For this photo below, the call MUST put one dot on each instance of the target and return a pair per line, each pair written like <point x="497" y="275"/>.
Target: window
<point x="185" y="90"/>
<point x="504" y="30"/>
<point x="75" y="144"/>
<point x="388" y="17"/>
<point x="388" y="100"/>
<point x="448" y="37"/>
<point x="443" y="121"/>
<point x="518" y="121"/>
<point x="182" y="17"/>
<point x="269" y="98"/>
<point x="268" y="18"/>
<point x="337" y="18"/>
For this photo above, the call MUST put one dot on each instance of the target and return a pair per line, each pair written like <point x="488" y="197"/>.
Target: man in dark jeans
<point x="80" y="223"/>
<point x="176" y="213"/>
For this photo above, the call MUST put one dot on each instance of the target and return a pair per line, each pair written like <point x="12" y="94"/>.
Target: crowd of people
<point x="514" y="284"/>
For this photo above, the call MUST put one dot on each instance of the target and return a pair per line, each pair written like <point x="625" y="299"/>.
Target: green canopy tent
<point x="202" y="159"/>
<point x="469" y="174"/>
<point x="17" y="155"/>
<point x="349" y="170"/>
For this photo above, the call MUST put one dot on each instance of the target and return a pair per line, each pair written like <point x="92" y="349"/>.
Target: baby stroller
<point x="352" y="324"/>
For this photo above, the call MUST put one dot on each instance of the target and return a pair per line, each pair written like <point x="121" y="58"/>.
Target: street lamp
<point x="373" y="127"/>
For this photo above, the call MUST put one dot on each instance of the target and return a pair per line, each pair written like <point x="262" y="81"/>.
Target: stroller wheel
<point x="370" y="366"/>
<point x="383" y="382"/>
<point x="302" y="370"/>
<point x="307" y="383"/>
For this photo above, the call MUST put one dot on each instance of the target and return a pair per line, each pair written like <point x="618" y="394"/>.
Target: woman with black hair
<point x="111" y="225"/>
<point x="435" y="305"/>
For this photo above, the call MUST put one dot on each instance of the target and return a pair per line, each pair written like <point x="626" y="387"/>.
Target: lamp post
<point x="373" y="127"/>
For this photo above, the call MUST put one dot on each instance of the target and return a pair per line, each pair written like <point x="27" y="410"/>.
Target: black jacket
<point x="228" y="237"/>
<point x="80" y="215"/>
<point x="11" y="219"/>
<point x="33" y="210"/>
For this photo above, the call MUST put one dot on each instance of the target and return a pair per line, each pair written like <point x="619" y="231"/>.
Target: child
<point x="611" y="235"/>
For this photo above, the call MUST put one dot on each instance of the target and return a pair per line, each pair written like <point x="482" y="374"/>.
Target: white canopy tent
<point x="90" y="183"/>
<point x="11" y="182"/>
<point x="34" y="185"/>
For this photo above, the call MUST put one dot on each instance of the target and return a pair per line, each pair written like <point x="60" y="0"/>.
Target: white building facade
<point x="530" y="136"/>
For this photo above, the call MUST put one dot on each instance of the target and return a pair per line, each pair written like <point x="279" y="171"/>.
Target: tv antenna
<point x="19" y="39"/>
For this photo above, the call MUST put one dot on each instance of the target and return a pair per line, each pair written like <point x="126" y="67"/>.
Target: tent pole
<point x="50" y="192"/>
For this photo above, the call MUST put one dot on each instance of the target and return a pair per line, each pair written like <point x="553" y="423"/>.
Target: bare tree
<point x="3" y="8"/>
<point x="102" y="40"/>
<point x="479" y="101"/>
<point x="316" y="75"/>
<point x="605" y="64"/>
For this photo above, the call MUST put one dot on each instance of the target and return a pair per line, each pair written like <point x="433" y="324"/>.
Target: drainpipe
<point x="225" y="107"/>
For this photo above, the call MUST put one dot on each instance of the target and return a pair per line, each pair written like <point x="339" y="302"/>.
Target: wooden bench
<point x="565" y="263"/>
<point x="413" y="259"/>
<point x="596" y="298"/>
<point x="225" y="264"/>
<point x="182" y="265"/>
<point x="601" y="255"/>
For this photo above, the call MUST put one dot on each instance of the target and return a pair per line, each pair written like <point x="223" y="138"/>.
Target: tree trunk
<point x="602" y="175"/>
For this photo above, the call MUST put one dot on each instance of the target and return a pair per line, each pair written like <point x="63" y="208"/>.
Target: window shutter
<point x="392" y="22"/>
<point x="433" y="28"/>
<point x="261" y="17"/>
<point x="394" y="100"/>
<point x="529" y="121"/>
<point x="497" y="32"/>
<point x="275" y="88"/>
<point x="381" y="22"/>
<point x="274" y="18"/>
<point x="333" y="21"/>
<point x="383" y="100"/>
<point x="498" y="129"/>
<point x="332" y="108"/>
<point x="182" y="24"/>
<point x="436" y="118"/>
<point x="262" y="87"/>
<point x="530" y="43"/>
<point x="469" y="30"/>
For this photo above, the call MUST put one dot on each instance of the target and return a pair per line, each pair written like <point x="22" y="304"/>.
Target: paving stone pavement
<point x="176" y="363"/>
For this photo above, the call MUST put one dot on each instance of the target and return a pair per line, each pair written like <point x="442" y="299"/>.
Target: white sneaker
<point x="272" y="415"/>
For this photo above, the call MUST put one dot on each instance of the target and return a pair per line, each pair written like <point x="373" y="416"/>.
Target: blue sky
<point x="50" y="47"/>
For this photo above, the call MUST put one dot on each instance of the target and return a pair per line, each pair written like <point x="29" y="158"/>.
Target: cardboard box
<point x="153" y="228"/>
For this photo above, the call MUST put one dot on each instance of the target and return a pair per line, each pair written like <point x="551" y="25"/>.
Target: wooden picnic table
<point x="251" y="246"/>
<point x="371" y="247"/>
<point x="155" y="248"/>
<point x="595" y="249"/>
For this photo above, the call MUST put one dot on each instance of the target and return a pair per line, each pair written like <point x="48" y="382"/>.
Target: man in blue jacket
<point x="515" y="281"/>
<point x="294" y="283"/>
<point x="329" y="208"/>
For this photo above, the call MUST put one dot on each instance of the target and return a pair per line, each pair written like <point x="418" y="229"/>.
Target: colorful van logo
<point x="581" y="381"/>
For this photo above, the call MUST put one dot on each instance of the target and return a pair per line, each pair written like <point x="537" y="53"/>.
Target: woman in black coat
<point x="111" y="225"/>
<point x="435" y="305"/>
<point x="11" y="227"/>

WHAT YOU HAVE TO DO – Output the entire data exactly, line for line.

SOLUTION TO THE PROBLEM –
For this photo below, the call MUST put one dot on each instance of the target and return a pair per line, each pair written like <point x="497" y="275"/>.
Target: window
<point x="185" y="90"/>
<point x="504" y="30"/>
<point x="75" y="144"/>
<point x="388" y="17"/>
<point x="388" y="100"/>
<point x="448" y="37"/>
<point x="443" y="121"/>
<point x="518" y="121"/>
<point x="182" y="17"/>
<point x="269" y="98"/>
<point x="268" y="18"/>
<point x="337" y="18"/>
For this photo above, the call MUST put one dot on each instance of the target and return a pair per line, each pair written like <point x="488" y="197"/>.
Target: man in dark jeans
<point x="80" y="223"/>
<point x="176" y="213"/>
For this photo above, the call MUST put one dot on each instance of the target and return a pair per line, each pair written like <point x="12" y="94"/>.
Target: crowd of people
<point x="514" y="284"/>
For this photo above, the call MUST put one dot on each instance of the target and return a pair per line, each pair written like <point x="625" y="299"/>.
Target: green canopy tent
<point x="202" y="159"/>
<point x="469" y="174"/>
<point x="17" y="155"/>
<point x="349" y="170"/>
For this photo above, the call MUST put one dot on each instance of the target and return a pair per line, each pair written like <point x="92" y="349"/>.
Target: baby stroller
<point x="352" y="324"/>
For this photo above, the call MUST put one dot on each instance of the target and return a pair per line, each pair written like <point x="121" y="58"/>.
Target: street lamp
<point x="373" y="127"/>
For this photo above, the call MUST put one dot on each instance of the target and return a pair per line, each pair written like <point x="262" y="81"/>.
Target: stroller wheel
<point x="370" y="366"/>
<point x="383" y="382"/>
<point x="302" y="370"/>
<point x="307" y="383"/>
For this photo above, the call MUST put one dot on each instance of the target and return a pair per line, each pair written like <point x="618" y="394"/>.
Target: woman with black hair
<point x="111" y="225"/>
<point x="435" y="305"/>
For this photo above, the call MUST put one dot on each instance of the target and return a pair per line, each pair written like <point x="626" y="387"/>.
Target: lamp post
<point x="373" y="127"/>
For this photo above, the call MUST put one dot on each instance of the target and return a pair per line, each pair written like <point x="27" y="410"/>.
Target: black jacket
<point x="228" y="237"/>
<point x="80" y="215"/>
<point x="11" y="219"/>
<point x="33" y="210"/>
For this photo above, the call MUST put one dot on each instance of the target and return a pair per line, each pair written like <point x="619" y="231"/>.
Target: child
<point x="611" y="235"/>
For this photo above, the call MUST put one dot on each instance of the target and return a pair per line, each pair written like <point x="482" y="374"/>.
Target: white canopy tent
<point x="90" y="183"/>
<point x="11" y="182"/>
<point x="34" y="185"/>
For this photo above, the call MUST put one dot on each instance of the target and return a pair per line, each pair written like <point x="60" y="0"/>.
Target: white building facade
<point x="530" y="136"/>
For this photo above, the call MUST put one dot on each instance of the target and return a pair per line, each pair written like <point x="279" y="171"/>.
Target: tv antenna
<point x="19" y="39"/>
For this photo above, the call MUST put one dot on each instance of the target and return a pair per line, each pair written like <point x="126" y="67"/>.
Target: tent pole
<point x="50" y="192"/>
For this photo above, the call MUST put one dot on each instance of the target and return a pair per line, each pair written like <point x="553" y="423"/>.
Target: bare tree
<point x="3" y="8"/>
<point x="102" y="40"/>
<point x="479" y="101"/>
<point x="316" y="75"/>
<point x="605" y="64"/>
For this photo above, the call MUST put one dot on each instance of the target and return a pair per line, each pair written like <point x="433" y="324"/>.
Target: drainpipe
<point x="225" y="107"/>
For this photo above, the call MUST put one dot on each instance of the target and return a pair per line, each pair written like <point x="339" y="302"/>.
Target: wooden bench
<point x="565" y="263"/>
<point x="413" y="259"/>
<point x="596" y="298"/>
<point x="225" y="264"/>
<point x="182" y="265"/>
<point x="601" y="255"/>
For this photo above, the call MUST put one dot on each instance of the target and return a pair per line, each pair written like <point x="223" y="138"/>.
Target: tree trunk
<point x="602" y="175"/>
For this photo above, the call MUST put one dot on each instance of the target and return a pair per line, each pair written like <point x="63" y="208"/>.
Target: window shutter
<point x="392" y="22"/>
<point x="433" y="28"/>
<point x="261" y="17"/>
<point x="394" y="100"/>
<point x="529" y="121"/>
<point x="497" y="32"/>
<point x="275" y="88"/>
<point x="381" y="22"/>
<point x="274" y="18"/>
<point x="333" y="21"/>
<point x="383" y="100"/>
<point x="498" y="129"/>
<point x="332" y="108"/>
<point x="182" y="24"/>
<point x="436" y="118"/>
<point x="262" y="87"/>
<point x="530" y="43"/>
<point x="469" y="30"/>
For this photo above, the call MUST put one dot on each instance of the target and return a pair per line, each pair written like <point x="22" y="304"/>.
Target: paving stone pavement
<point x="176" y="363"/>
For this photo above, the call MUST put one dot on each instance of the target and return a pair per line, each pair written like <point x="442" y="299"/>.
Target: white sneaker
<point x="272" y="415"/>
For this photo above, the call MUST put one dot on each instance of the target and return a pair per line, each pair written like <point x="373" y="416"/>.
Target: blue sky
<point x="50" y="47"/>
For this photo above, the call MUST put one dot on each instance of the target and return a pair per line, each pair written like <point x="29" y="158"/>.
Target: cardboard box
<point x="153" y="228"/>
For this photo above, the call MUST put one dot on each instance of the target and return a pair per line, each pair written like <point x="551" y="25"/>.
Target: wooden picnic table
<point x="251" y="246"/>
<point x="371" y="247"/>
<point x="155" y="248"/>
<point x="595" y="249"/>
For this photo above, the call MUST put one dot on each instance of the target and return a pair per line, each pair written like <point x="48" y="382"/>.
Target: man in blue jacket
<point x="515" y="281"/>
<point x="294" y="283"/>
<point x="329" y="208"/>
For this photo above, the call MUST put one dot on each instance of the target and return a pair per line, each pair written like <point x="418" y="229"/>.
Target: colorful van logo
<point x="581" y="381"/>
For this photo above, the call MUST put one dot on each instance of the target and return a pair per line, each pair written like <point x="537" y="53"/>.
Target: woman in black coat
<point x="111" y="225"/>
<point x="435" y="305"/>
<point x="11" y="227"/>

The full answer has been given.